- _STUDY TEXT_:
********

Functional diffusion maps (fDMs) evaluated before and after radiochemotherapy predict progression-free and overall survival in newly diagnosed glioblastoma

Neuro Oncol. 2012 Mar;14(3):333-43. doi: 10.1093/neuonc/nor220. Epub 2012 Jan 22.

Abstract

Functional diffusion mapping (fDM) has shown promise as a sensitive imaging biomarker for predicting survival in initial studies consisting of a small number of patients, mixed tumor grades, and before routine use of anti-angiogenic therapy. The current study tested whether fDM performed before and after radiochemotherapy could predict progression-free and overall survival in 143 patients with newly diagnosed glioblastoma from 2007 through 2010, many treated with anti-angiogenic therapy after recurrence. Diffusion and conventional MRI scans were obtained before and 4 weeks after completion of radiotherapy and concurrent temozolomide treatment. FDM was created by coregistering pre- and posttreatment apparent diffusion coefficient (ADC) maps and then performing voxel-wise subtraction. FDMs were categorized according to the degree of change in ADC in pre- and posttreatment fluid-attenuated inversion recovery (FLAIR) and contrast-enhancing regions. The volume fraction of fDM-classified increasing ADC(+), decreasing ADC(-), and change in ADC(+/-) were tested to determine whether they were predictive of survival. Both Bonferroni-corrected univariate log-rank analysis and Cox proportional hazards modeling demonstrated that patients with decreasing ADC in a large volume fraction of pretreatment FLAIR or contrast-enhancing regions were statistically more likely to progress earlier and expire sooner than in patients with a lower volume fraction. The current study supports the hypothesis that fDM is a sensitive imaging biomarker for predicting survival in glioblastoma.

********

- _RECORDS_:
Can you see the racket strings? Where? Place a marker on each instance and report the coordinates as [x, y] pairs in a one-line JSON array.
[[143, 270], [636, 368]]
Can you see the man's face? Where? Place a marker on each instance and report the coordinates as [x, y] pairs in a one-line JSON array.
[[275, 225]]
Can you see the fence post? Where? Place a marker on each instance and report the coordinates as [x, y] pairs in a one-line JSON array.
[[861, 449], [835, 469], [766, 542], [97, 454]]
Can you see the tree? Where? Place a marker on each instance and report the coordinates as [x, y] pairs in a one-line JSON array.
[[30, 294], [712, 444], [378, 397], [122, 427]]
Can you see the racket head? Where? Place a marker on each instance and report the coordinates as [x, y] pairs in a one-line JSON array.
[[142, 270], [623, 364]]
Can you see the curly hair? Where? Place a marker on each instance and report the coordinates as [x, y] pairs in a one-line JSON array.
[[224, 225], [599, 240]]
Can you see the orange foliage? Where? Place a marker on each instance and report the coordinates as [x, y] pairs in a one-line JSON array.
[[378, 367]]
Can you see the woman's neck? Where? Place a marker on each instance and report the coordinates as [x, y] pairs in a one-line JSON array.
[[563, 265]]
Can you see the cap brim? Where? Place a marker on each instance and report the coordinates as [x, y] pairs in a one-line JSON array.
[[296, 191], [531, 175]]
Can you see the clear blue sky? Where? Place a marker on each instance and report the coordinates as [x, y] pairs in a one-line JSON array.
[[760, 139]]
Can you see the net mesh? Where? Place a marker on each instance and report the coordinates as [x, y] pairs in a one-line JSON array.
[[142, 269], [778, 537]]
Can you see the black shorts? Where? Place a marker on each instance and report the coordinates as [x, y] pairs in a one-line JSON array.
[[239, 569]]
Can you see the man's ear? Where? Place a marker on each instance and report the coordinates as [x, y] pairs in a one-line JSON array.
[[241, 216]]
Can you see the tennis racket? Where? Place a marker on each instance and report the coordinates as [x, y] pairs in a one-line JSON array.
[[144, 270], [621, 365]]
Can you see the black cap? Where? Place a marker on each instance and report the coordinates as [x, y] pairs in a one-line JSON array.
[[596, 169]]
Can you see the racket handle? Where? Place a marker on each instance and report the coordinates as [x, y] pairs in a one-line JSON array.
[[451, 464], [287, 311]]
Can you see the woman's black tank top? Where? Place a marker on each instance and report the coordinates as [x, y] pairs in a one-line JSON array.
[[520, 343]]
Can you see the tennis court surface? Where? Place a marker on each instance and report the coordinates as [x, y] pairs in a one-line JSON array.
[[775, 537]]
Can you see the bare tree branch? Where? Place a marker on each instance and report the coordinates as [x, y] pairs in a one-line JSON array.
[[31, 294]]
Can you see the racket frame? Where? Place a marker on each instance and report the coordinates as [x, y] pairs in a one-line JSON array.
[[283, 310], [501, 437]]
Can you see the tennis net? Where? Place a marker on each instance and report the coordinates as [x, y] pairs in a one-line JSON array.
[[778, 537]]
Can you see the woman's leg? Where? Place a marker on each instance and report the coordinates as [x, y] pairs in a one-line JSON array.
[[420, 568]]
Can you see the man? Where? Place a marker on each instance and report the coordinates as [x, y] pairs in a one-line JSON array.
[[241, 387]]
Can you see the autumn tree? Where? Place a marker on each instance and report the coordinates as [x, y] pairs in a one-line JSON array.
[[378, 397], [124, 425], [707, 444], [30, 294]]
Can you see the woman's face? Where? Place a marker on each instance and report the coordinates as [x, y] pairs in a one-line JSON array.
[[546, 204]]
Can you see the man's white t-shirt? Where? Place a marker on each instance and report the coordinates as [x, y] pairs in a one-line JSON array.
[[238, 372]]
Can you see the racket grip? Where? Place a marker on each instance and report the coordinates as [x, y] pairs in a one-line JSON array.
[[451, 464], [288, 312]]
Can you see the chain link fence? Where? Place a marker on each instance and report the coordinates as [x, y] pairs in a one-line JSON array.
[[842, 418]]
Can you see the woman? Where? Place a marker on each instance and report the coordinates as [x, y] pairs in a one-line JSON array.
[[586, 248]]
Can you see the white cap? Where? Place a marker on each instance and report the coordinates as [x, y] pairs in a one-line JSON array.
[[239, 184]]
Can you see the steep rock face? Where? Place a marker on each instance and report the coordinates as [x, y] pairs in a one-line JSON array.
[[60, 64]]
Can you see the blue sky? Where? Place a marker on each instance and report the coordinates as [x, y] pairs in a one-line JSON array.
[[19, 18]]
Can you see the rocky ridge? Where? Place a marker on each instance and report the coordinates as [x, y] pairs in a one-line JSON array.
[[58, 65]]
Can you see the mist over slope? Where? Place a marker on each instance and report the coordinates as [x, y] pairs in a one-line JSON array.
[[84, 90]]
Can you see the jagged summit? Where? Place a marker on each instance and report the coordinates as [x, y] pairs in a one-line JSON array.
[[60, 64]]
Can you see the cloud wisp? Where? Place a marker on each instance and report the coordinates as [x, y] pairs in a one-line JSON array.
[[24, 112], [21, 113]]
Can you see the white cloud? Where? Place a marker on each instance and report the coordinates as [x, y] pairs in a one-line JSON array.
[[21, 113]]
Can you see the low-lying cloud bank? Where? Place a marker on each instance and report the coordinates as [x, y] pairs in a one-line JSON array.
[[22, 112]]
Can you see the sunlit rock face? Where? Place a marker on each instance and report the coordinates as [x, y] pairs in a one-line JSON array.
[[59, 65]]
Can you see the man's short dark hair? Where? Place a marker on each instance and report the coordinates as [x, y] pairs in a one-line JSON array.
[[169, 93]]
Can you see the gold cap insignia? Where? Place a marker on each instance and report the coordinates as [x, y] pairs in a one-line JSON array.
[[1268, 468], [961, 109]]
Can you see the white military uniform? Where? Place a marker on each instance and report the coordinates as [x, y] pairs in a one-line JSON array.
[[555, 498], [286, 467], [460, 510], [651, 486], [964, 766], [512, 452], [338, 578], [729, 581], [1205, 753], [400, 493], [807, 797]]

********

- _CHECK YOUR UNDERSTANDING_:
1/ According to the glioblastoma abstract, when were the posttreatment MRI scans taken?
2/ Copy out the stretch of the glioblastoma abstract from "Functional diffusion maps" through "2012 Jan 22.".

- _SET OF ANSWERS_:
1/ Four weeks after completion of radiotherapy and concurrent temozolomide treatment.

2/
Functional diffusion maps (fDMs) evaluated before and after radiochemotherapy predict progression-free and overall survival in newly diagnosed glioblastoma

Neuro Oncol. 2012 Mar;14(3):333-43. doi: 10.1093/neuonc/nor220. Epub 2012 Jan 22.